━━━ EXCERPTED TEXT

Since I've only two more weeks to "do that ranger thang," I feel I am in a good position to reflect over how this summer has impacted me. First, some pictures:

Three cave pictures. Some popcorn, frostwork, and some flowstone in the third picture.

The magical elevator building, built by the CCC in the 1930's, along with the shaft.

Readouts from the anemometer stationed inside the Natural Entrance.

In the ready room, we have everything we need to do the tours, including the iconic ranger uniforms...

...and an army of flashlights. These are the stingers, the brightest of the three we carry.

Next to the only natural entrance into Wind Cave, one of the longest, oldest, and most complex caves in the world.

I'll begin my reflection with some frankness - I don't want to be a ranger "when I grow up." It has been fun for a summer gig. I've got to see parts of the cave that few people ever get to see. I've learned how to explore the backcountry of the cave. I've interacted with visitors cut from all sorts of cloth. And my public speaking skills have no doubt grown tremendously (on some days, I can take 120 visitors through the cave).

━━━━━━

◆ **GOAL 1**:
Please translate this sentence from the excerpt about Wind Cave into Spanish: "I've learned how to explore the backcountry of the cave."
The text and the records have no connection to each other.

━━━ PROVIDED RECORDS

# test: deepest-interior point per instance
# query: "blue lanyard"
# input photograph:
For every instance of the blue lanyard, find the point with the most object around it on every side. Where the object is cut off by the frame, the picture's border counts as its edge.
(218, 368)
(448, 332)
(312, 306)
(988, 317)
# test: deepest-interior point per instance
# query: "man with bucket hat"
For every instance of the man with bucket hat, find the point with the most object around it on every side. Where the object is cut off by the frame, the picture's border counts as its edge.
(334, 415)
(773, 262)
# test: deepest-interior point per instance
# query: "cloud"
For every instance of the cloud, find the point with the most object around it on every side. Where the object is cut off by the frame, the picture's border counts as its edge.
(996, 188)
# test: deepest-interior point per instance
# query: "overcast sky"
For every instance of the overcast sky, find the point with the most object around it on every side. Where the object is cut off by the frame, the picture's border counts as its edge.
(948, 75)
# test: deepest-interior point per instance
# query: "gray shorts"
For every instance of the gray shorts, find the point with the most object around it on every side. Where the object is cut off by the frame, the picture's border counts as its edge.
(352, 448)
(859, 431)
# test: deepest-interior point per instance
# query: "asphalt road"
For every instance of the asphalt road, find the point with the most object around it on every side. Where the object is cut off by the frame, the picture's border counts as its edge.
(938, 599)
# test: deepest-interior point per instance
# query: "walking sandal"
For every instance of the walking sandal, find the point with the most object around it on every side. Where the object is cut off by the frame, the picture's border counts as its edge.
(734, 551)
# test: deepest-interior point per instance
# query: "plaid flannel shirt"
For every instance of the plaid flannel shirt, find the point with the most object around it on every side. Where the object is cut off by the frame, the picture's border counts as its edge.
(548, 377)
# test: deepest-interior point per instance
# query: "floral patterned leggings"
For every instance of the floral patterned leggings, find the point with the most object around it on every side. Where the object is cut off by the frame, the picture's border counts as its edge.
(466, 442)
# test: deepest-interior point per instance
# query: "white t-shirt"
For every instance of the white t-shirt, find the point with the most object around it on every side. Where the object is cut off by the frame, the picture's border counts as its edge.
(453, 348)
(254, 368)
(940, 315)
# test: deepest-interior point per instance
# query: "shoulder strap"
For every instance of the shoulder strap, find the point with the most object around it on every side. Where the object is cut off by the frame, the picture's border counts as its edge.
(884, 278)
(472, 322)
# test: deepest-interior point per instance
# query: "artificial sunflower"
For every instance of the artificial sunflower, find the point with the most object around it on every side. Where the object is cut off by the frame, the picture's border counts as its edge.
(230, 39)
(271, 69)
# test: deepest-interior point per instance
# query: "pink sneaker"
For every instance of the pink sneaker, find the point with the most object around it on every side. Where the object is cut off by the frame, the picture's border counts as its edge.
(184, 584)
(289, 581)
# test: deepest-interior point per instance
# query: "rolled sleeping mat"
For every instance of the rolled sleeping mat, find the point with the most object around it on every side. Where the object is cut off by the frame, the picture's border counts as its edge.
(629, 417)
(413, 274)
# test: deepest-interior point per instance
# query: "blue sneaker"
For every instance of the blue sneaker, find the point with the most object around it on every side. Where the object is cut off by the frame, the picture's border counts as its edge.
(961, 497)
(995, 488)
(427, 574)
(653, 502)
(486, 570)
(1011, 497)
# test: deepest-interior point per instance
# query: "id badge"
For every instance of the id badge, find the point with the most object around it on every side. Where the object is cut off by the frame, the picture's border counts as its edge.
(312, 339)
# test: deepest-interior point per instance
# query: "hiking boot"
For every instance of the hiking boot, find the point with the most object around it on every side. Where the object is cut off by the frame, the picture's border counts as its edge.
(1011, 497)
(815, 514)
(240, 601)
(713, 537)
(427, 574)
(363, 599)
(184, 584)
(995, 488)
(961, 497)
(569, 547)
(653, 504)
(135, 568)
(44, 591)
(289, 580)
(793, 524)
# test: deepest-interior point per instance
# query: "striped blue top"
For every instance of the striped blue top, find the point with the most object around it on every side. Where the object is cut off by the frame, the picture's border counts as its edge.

━━━━━━

◆ **GOAL 2**:
Rewrite the records, starting at their first line and ending at the line containing "For every instance of the blue lanyard, find", with "blue lanyard" replaced by "green lanyard" and nothing else changed.

◆ **FULL RESPONSE 1**:
He aprendido a explorar las zonas remotas de la cueva.

◆ **FULL RESPONSE 2**:
# test: deepest-interior point per instance
# query: "green lanyard"
# input photograph:
For every instance of the green lanyard, find the point with the most object around it on every side. Where the object is cut off by the frame, the picture's border counts as its edge.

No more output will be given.